• DOCUMENT TEXT:
━━━━

Energy-Based Transformers

Setup

Make sure a conda env is being used. You can create it by doing conda create -n pytorch_2.4 python=3.12 and then pip install -r requirements.txt
- There is also gh200_requirements.txt and loose_requirements.txt which are requirements.txt for GH200s and without nvidia, pytorch, and triton packages respectively. These were helpful for setup on Nvidia's new GH200's.
- You can also create a conda environment using the environment.yml
Set the HF_HOME env variable so that your data/models cache to a desired directory (e.g. for me this is /[path_to_work_dir]/.cache)
- Possibly set the HF_TOKEN env variable (may not need it)
Login to wandb (basically just pip install wandb (if you didn't install requirements yet) and wandb login inside of that environment.)

━━━━

• DATA:
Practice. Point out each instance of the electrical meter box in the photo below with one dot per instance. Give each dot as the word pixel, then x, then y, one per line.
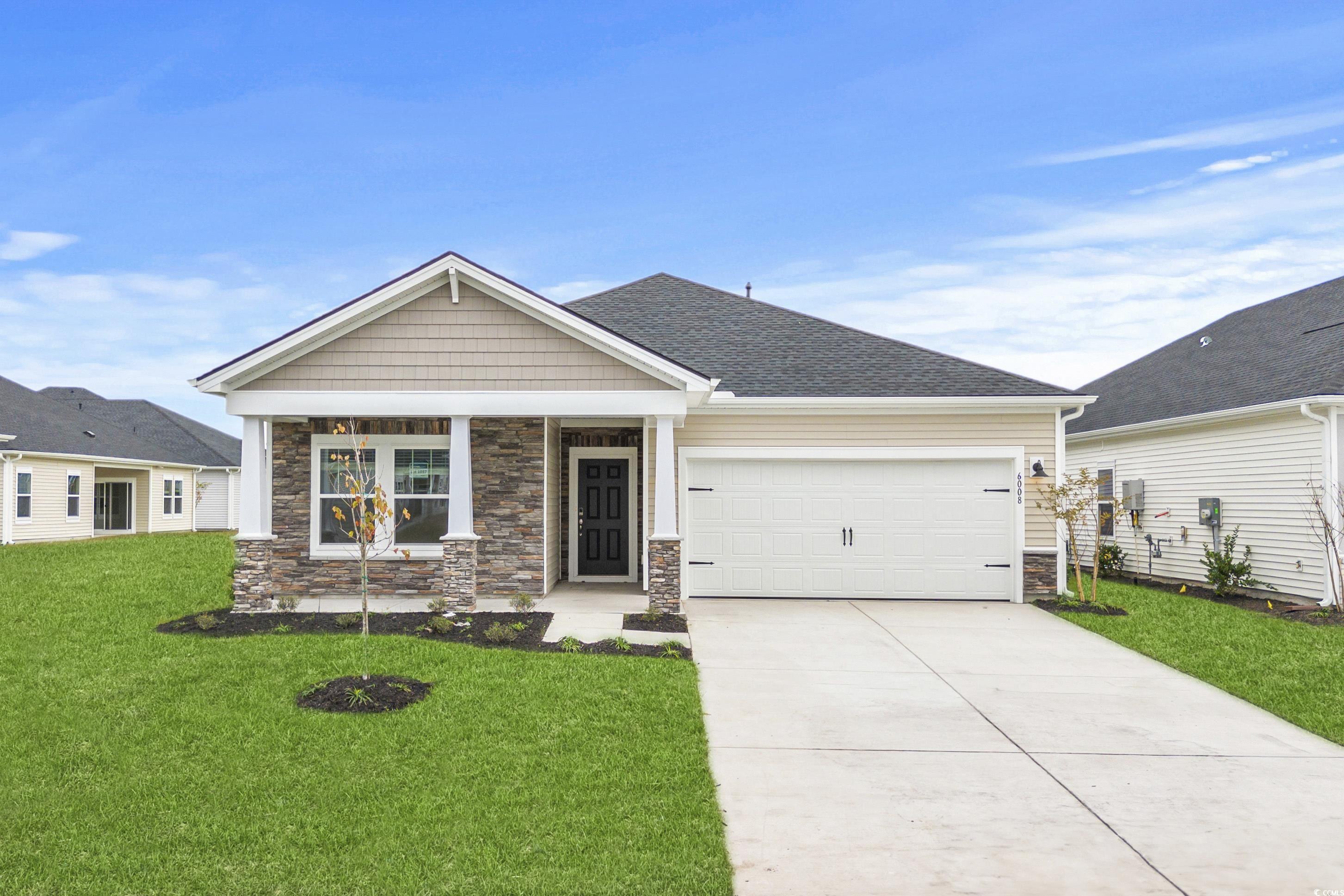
pixel 1211 512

━━━━

• REQUIRED ACTIONS:
#1 Write out the part of the Energy-Based Transformers setup text that opens with the words "Energy-Based Transformers" and closes with "this is /[path_to_work_dir]/.cache)".
#2 Answer these questions from the Energy-Based Transformers setup text:
(a) Which Python version does the conda create command specify?
(b) Which environment variable controls the directory where data and models are cached?
(c) What command is run inside the environment to log in to wandb?

• ANSWERS TO THE EXERCISES:
#1
Energy-Based Transformers

Setup

Make sure a conda env is being used. You can create it by doing conda create -n pytorch_2.4 python=3.12 and then pip install -r requirements.txt
- There is also gh200_requirements.txt and loose_requirements.txt which are requirements.txt for GH200s and without nvidia, pytorch, and triton packages respectively. These were helpful for setup on Nvidia's new GH200's.
- You can also create a conda environment using the environment.yml
Set the HF_HOME env variable so that your data/models cache to a desired directory (e.g. for me this is /[path_to_work_dir]/.cache)

#2
(a) Python 3.12
(b) HF_HOME
(c) wandb login